- [Aim of the task]:
The line containing "Segment the <item>crocodile head</item>" marks the end; return exactly every line from the start of the records up to and including it, but no pictures.

───── Material for this task

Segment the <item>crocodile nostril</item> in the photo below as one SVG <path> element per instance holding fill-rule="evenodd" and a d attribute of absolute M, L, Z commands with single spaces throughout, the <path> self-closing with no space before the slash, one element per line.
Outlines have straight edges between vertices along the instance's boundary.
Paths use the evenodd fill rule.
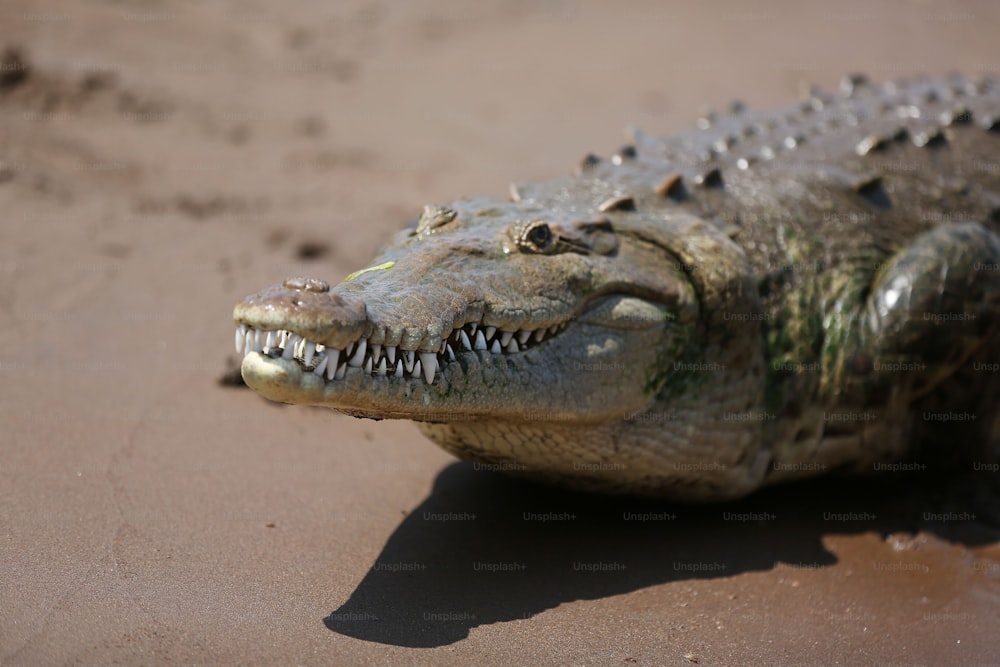
<path fill-rule="evenodd" d="M 305 292 L 329 292 L 330 283 L 315 278 L 286 278 L 282 286 Z"/>

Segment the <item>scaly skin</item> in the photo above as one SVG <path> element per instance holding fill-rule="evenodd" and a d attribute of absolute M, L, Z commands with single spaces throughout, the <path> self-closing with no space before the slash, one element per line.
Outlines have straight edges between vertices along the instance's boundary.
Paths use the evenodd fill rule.
<path fill-rule="evenodd" d="M 855 77 L 777 112 L 633 133 L 511 201 L 427 207 L 335 287 L 247 297 L 243 377 L 612 492 L 723 499 L 995 457 L 998 161 L 989 80 Z"/>

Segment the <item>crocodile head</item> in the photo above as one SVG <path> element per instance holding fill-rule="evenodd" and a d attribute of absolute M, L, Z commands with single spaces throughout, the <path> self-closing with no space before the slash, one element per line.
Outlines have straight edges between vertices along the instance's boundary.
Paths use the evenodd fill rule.
<path fill-rule="evenodd" d="M 244 379 L 276 401 L 580 424 L 650 401 L 698 301 L 679 262 L 603 215 L 471 200 L 427 207 L 332 288 L 289 279 L 234 318 Z"/>
<path fill-rule="evenodd" d="M 267 398 L 411 419 L 467 460 L 578 488 L 739 495 L 761 475 L 759 434 L 723 417 L 761 395 L 750 281 L 743 251 L 680 211 L 462 200 L 336 286 L 247 297 L 236 347 Z"/>

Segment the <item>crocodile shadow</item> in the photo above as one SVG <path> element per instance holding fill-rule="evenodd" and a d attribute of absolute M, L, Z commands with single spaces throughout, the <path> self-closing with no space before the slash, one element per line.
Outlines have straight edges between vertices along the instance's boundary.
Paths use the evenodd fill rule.
<path fill-rule="evenodd" d="M 925 521 L 931 509 L 968 508 L 950 483 L 926 477 L 820 479 L 691 506 L 567 493 L 456 463 L 324 623 L 367 641 L 442 646 L 572 600 L 779 562 L 829 566 L 828 534 L 927 530 L 968 545 L 1000 537 L 979 522 Z"/>

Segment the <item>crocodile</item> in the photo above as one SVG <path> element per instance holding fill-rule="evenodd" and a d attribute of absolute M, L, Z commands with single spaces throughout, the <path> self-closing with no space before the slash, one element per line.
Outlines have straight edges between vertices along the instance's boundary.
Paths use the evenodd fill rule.
<path fill-rule="evenodd" d="M 1000 83 L 850 75 L 628 137 L 426 206 L 338 284 L 248 296 L 246 384 L 413 420 L 489 470 L 684 501 L 997 460 Z"/>

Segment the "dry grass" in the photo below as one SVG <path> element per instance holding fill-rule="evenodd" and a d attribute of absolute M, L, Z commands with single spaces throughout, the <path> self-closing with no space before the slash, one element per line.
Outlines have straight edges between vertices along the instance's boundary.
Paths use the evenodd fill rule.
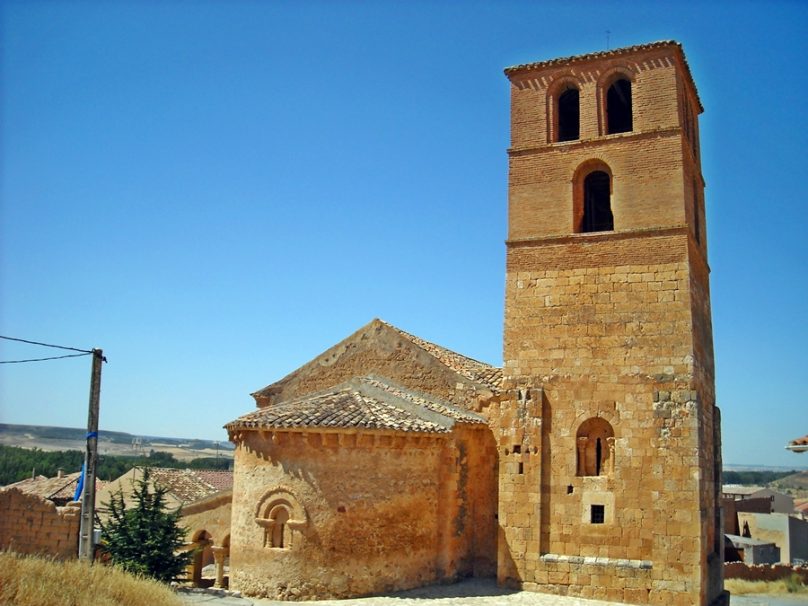
<path fill-rule="evenodd" d="M 180 606 L 166 585 L 111 566 L 0 553 L 3 606 Z"/>
<path fill-rule="evenodd" d="M 805 593 L 808 591 L 808 587 L 801 583 L 796 575 L 790 579 L 780 579 L 779 581 L 725 579 L 724 588 L 735 595 Z"/>

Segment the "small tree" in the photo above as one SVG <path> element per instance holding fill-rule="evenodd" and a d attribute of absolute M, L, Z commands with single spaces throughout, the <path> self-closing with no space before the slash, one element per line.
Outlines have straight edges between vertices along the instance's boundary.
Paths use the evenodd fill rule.
<path fill-rule="evenodd" d="M 149 485 L 149 470 L 136 482 L 134 506 L 127 507 L 118 490 L 105 507 L 110 515 L 101 523 L 102 545 L 113 564 L 134 574 L 169 582 L 182 573 L 192 553 L 178 550 L 187 529 L 179 525 L 181 511 L 166 511 L 166 489 Z"/>

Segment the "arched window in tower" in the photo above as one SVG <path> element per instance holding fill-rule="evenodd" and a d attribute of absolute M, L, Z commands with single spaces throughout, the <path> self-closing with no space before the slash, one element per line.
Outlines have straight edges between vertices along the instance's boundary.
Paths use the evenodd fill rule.
<path fill-rule="evenodd" d="M 558 96 L 557 141 L 576 141 L 581 134 L 580 93 L 570 87 Z"/>
<path fill-rule="evenodd" d="M 608 173 L 596 170 L 584 179 L 582 232 L 612 231 L 612 180 Z"/>
<path fill-rule="evenodd" d="M 576 475 L 614 473 L 614 430 L 606 419 L 592 417 L 578 428 Z"/>
<path fill-rule="evenodd" d="M 606 134 L 630 133 L 632 130 L 631 82 L 620 78 L 606 92 Z"/>

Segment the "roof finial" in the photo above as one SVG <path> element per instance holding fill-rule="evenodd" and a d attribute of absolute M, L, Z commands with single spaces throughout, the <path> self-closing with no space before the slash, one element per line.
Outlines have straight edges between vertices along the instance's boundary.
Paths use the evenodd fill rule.
<path fill-rule="evenodd" d="M 609 50 L 609 34 L 611 33 L 608 29 L 606 30 L 606 50 Z"/>

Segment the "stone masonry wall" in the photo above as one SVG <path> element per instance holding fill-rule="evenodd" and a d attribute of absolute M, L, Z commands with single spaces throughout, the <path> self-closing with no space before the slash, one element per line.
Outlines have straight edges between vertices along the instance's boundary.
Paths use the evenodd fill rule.
<path fill-rule="evenodd" d="M 509 255 L 506 376 L 515 395 L 502 407 L 514 416 L 531 381 L 543 393 L 522 415 L 534 420 L 532 432 L 518 429 L 518 414 L 501 419 L 500 523 L 509 553 L 500 559 L 513 562 L 504 576 L 527 588 L 684 606 L 701 585 L 694 495 L 703 476 L 694 455 L 701 432 L 687 236 L 593 241 L 585 256 L 564 245 Z M 574 267 L 576 259 L 588 266 Z M 527 271 L 537 266 L 547 269 Z M 614 428 L 612 475 L 576 473 L 576 431 L 591 417 Z M 524 488 L 507 504 L 511 483 Z M 605 506 L 604 524 L 590 523 L 593 504 Z"/>
<path fill-rule="evenodd" d="M 80 514 L 78 503 L 57 507 L 14 488 L 0 491 L 0 550 L 77 557 Z"/>
<path fill-rule="evenodd" d="M 475 555 L 473 532 L 478 516 L 493 517 L 496 498 L 471 469 L 485 431 L 236 436 L 231 587 L 340 598 L 450 580 L 475 566 L 490 571 L 493 563 Z M 293 511 L 283 549 L 268 545 L 256 522 L 275 494 Z"/>
<path fill-rule="evenodd" d="M 212 537 L 213 545 L 229 543 L 232 500 L 232 491 L 228 490 L 183 507 L 181 524 L 188 529 L 186 540 L 205 531 Z"/>

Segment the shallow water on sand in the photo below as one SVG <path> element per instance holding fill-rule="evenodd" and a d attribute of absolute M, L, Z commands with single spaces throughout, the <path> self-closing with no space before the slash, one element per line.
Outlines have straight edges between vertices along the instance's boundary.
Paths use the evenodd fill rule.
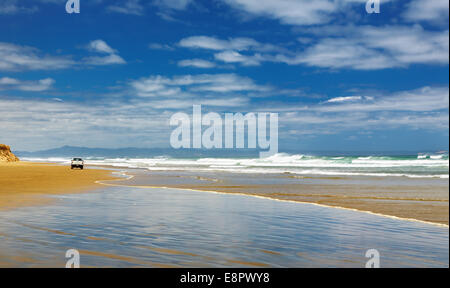
<path fill-rule="evenodd" d="M 0 267 L 448 267 L 449 230 L 311 204 L 111 187 L 0 212 Z"/>

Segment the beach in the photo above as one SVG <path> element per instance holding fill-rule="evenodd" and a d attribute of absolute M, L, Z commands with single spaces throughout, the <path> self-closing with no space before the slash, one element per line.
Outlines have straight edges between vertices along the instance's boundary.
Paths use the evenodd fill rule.
<path fill-rule="evenodd" d="M 104 169 L 71 170 L 50 163 L 0 162 L 0 209 L 43 204 L 53 194 L 99 188 L 98 180 L 115 179 Z"/>
<path fill-rule="evenodd" d="M 0 165 L 0 267 L 448 267 L 446 179 L 61 164 Z"/>
<path fill-rule="evenodd" d="M 195 167 L 187 167 L 190 171 L 180 167 L 149 170 L 130 168 L 123 163 L 91 162 L 94 164 L 91 169 L 83 171 L 71 170 L 65 166 L 67 163 L 61 162 L 0 164 L 0 209 L 48 201 L 40 197 L 46 194 L 74 193 L 112 185 L 245 194 L 447 226 L 449 223 L 449 182 L 445 178 L 233 173 Z M 111 169 L 121 170 L 129 177 L 118 179 L 112 176 Z"/>

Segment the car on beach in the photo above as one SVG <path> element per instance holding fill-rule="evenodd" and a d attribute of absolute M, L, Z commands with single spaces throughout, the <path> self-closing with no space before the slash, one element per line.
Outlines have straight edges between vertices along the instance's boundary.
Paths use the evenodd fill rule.
<path fill-rule="evenodd" d="M 73 158 L 70 162 L 70 169 L 79 168 L 83 170 L 84 168 L 84 161 L 81 158 Z"/>

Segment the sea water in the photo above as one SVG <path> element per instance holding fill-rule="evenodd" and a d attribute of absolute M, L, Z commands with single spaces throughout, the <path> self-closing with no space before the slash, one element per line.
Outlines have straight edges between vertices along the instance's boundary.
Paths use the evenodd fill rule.
<path fill-rule="evenodd" d="M 235 172 L 252 174 L 368 176 L 448 179 L 448 154 L 398 156 L 320 156 L 279 153 L 252 157 L 84 157 L 88 165 L 144 168 L 150 171 Z M 23 158 L 28 161 L 69 163 L 70 158 Z"/>

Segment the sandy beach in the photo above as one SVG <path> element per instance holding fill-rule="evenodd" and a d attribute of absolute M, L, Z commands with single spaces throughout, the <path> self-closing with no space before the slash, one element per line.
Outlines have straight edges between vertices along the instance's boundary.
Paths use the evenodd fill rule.
<path fill-rule="evenodd" d="M 447 224 L 445 181 L 95 168 L 0 165 L 0 267 L 63 267 L 67 247 L 82 267 L 364 267 L 370 247 L 384 267 L 448 266 L 442 225 L 325 207 Z"/>
<path fill-rule="evenodd" d="M 128 169 L 127 174 L 133 175 L 133 178 L 108 182 L 107 180 L 117 180 L 111 176 L 110 170 L 71 170 L 67 166 L 48 163 L 1 163 L 0 209 L 43 203 L 48 201 L 47 198 L 40 197 L 45 194 L 76 193 L 95 189 L 101 187 L 96 181 L 105 180 L 103 183 L 113 186 L 169 187 L 246 194 L 356 209 L 445 225 L 449 223 L 448 182 L 447 185 L 429 187 L 416 185 L 414 182 L 406 186 L 334 183 L 344 179 L 339 177 L 316 177 L 313 180 L 323 183 L 310 183 L 306 181 L 308 177 L 294 179 L 295 182 L 292 182 L 293 179 L 289 175 L 243 177 L 232 173 L 149 173 L 144 169 Z"/>
<path fill-rule="evenodd" d="M 111 171 L 71 170 L 46 163 L 0 163 L 0 209 L 41 204 L 48 194 L 77 193 L 98 188 L 97 180 L 114 179 Z"/>

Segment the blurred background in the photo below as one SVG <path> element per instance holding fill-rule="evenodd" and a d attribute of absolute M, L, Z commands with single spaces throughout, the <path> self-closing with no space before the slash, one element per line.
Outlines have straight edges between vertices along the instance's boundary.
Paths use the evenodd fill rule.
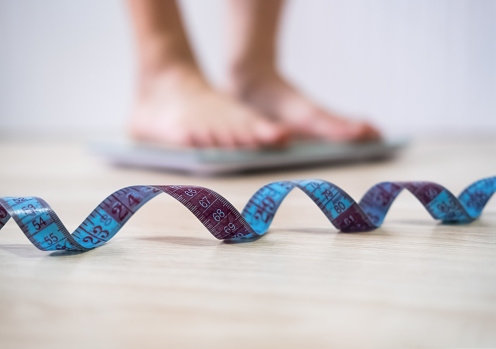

──────────

- [The completed task]:
Segment the <item>crocodile nostril</item> in the photo below as one SVG <path> element per instance holding fill-rule="evenodd" and a d attribute of absolute M, L, Z commands with single spaces throughout, the <path> self-closing with no space before the slash, one element per line.
Outlines have straight edges between vertices along the instance's boundary.
Paths use the evenodd fill rule.
<path fill-rule="evenodd" d="M 305 292 L 329 292 L 330 283 L 315 278 L 286 278 L 282 286 Z"/>

Segment the <item>scaly skin</item> in the photo above as one SVG <path> element per instance holding fill-rule="evenodd" and a d attribute of absolute M, L, Z commands with single spaces throughout, the <path> self-closing with no space before the slash, one element per line.
Outlines have straight edges between vertices along the instance's boundary.
Paths use the evenodd fill rule.
<path fill-rule="evenodd" d="M 855 77 L 777 112 L 633 133 L 511 201 L 427 207 L 335 287 L 247 297 L 243 377 L 612 492 L 723 499 L 995 457 L 998 161 L 989 80 Z"/>

Segment the <item>crocodile head</item> in the photo above as one SVG <path> element per instance holding fill-rule="evenodd" and a d attribute of absolute M, L, Z commands with single spaces throughout, the <path> self-closing with no space before the slash, one element per line.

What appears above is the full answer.